____ EXCERPT TO READ

This quarterly update will supplement the annual financial update specified in clause (C). The department will review and verify the submitted information to ensure that it is up-to-date and accurate. On the basis on the submitted information, if the commissioner finds that the permittee no longer meets the restricted waste financial test requirements, the permittee shall provide alternate financial assurance in accordance with this rule.
(6) The local government financial test option, including the following:
(A) This financial test is only available for permittees that are local governments. As used in this subdivision, "local government" means a county, municipality, township, or solid waste management district.
(B) A local government permittee that satisfies the following requirements may demonstrate financial assurance up to the amount specified in clause (C):
(i) The local government permittee shall meet the following financial component requirements:
(AA) The local government permittee shall satisfy either of the following as applicable:
(aa) If the local government permittee has outstanding, rated general obligation bonds that are not secured by insurance, a letter-of-credit, or other collateral or guarantee, the local government permittee shall have a current rating of:
(1) Aaa, Aa, A, or Baa as issued by Moody's; or
(2) AAA, AA, A, or BBB as issued by Standard and Poor's;
on all the general obligation bonds.
(bb) The local government permittee shall satisfy the following financial ratios based on the local government permittee's most recent audited annual financial statement:
(1) A ratio of cash plus marketable securities to total expenditures greater than or equal to five-hundredths (0.05).
(2) A ratio of annual debt service to total expenditures less than or equal to two-tenths (0.20).
(BB) The local government permittee shall:
(aa) prepare the local government permittee's financial statements in conformity with generally accepted accounting principles (GAAP) for governments; and
(bb) have the financial statements audited by an independent certified public accountant or the state board of accounts.
(CC) A local government permittee is not eligible to assure the local government permittee's obligations under this subdivision if any of the following applies to the local government permittee:
(aa) The local government permittee is currently in default on any outstanding general obligation bonds.

________
____ LISTED RECORDS

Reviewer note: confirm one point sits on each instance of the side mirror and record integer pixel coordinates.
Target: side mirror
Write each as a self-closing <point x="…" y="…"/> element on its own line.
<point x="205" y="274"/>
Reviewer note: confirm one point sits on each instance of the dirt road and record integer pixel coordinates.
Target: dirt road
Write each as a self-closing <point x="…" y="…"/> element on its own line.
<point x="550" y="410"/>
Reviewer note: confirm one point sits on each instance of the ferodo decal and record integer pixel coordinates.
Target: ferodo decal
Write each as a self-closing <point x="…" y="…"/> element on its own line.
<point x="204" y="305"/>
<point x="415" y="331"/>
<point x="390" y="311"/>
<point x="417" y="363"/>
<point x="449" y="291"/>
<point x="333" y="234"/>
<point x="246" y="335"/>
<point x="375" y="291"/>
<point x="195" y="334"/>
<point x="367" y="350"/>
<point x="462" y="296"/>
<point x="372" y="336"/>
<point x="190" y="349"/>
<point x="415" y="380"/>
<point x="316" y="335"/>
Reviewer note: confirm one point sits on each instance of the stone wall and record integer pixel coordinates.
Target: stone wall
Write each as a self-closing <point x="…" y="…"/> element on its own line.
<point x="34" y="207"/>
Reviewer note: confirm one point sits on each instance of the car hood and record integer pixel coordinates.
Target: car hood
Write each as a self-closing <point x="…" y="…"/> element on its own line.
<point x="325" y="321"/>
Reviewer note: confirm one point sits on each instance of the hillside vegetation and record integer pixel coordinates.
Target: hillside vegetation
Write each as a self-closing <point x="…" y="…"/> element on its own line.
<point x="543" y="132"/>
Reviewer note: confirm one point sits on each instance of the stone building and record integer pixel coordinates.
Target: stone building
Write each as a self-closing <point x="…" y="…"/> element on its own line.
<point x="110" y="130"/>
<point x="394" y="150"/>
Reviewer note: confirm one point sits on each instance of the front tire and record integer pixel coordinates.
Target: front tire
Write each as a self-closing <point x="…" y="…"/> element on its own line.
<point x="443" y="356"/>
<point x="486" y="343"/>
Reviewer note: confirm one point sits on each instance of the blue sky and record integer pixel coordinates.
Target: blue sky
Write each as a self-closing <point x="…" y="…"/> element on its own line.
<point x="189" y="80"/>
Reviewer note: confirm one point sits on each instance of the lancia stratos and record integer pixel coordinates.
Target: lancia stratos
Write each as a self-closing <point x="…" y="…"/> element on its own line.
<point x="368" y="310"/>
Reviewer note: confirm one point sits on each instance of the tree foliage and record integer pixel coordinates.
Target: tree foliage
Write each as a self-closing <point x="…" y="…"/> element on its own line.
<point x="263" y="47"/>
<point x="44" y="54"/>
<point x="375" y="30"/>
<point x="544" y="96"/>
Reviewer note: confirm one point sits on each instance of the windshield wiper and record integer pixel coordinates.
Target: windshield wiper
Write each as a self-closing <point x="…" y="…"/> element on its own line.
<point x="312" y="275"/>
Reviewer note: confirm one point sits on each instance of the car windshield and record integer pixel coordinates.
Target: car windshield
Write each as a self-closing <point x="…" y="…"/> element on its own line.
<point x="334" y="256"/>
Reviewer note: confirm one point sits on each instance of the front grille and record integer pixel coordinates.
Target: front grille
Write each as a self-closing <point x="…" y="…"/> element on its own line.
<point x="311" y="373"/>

________

> **PROBLEM TO SOLVE**:
In the excerpt on financial assurance rules, what does "local government" mean?

> **ANSWER**:
A county, municipality, township, or solid waste management district.